** begin Given information **

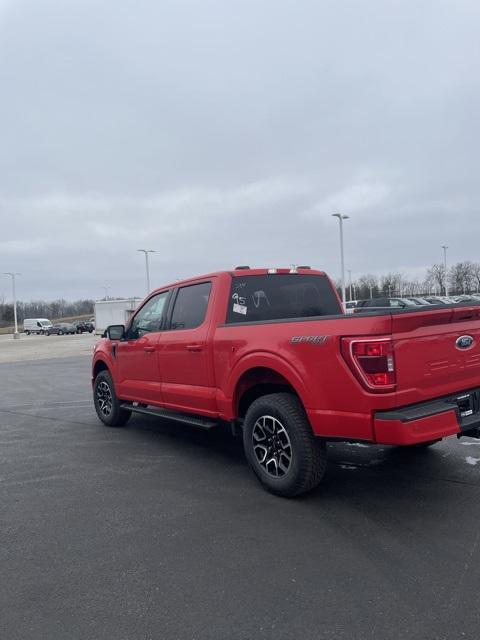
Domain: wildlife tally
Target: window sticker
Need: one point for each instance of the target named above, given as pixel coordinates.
(239, 308)
(238, 299)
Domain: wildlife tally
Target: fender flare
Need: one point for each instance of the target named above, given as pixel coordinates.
(267, 360)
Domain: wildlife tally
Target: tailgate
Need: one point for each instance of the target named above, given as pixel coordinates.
(431, 359)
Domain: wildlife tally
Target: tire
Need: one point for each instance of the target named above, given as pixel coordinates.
(107, 405)
(297, 459)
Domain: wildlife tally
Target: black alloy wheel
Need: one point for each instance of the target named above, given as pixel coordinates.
(280, 446)
(107, 405)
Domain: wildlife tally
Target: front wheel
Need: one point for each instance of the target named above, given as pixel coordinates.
(107, 405)
(280, 446)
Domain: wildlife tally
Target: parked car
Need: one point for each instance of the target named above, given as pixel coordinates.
(440, 300)
(36, 325)
(271, 354)
(61, 328)
(83, 326)
(384, 303)
(421, 301)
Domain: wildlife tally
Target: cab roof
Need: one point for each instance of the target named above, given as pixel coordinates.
(243, 271)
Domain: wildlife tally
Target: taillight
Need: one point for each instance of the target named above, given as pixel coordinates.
(372, 362)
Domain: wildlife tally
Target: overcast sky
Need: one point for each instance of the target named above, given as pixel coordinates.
(225, 132)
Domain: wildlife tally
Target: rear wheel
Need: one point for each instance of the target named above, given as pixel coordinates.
(107, 405)
(280, 446)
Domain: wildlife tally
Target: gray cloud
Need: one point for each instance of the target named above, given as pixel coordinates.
(221, 133)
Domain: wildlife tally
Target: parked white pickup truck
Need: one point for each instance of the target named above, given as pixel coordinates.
(36, 325)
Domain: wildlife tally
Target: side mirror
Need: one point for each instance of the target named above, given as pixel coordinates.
(115, 332)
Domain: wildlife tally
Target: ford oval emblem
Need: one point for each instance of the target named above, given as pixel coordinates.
(464, 342)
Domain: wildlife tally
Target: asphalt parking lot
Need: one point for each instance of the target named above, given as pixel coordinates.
(159, 531)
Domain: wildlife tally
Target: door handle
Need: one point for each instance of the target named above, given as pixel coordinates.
(194, 347)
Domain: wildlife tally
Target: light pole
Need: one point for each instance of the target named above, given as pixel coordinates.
(146, 252)
(341, 217)
(445, 247)
(12, 274)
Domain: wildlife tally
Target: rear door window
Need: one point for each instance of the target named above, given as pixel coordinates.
(281, 296)
(190, 306)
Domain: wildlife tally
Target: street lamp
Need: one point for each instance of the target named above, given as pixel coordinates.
(146, 252)
(445, 247)
(341, 217)
(12, 274)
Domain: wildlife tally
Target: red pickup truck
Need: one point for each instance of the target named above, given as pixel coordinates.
(270, 351)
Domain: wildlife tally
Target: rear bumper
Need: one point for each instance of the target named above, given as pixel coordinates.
(452, 415)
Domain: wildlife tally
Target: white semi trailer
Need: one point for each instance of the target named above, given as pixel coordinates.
(109, 312)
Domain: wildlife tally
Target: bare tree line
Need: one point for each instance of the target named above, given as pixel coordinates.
(461, 278)
(42, 309)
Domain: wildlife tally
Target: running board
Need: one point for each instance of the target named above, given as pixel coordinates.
(192, 421)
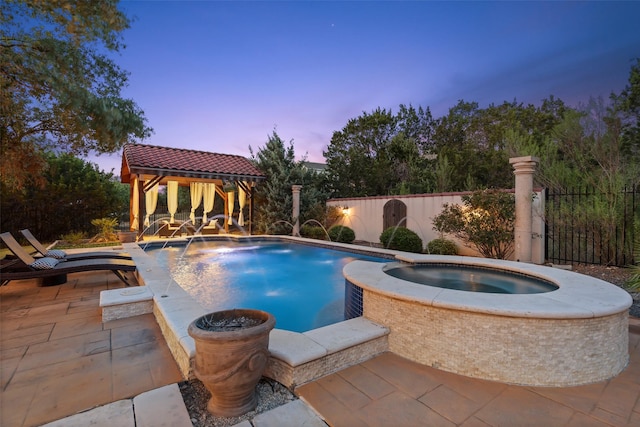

** end Given information **

| Your goal |
Report each line of the rows above that contains the string "door", reproducing every such line in full.

| Full answer |
Target: door handle
Target: rear door window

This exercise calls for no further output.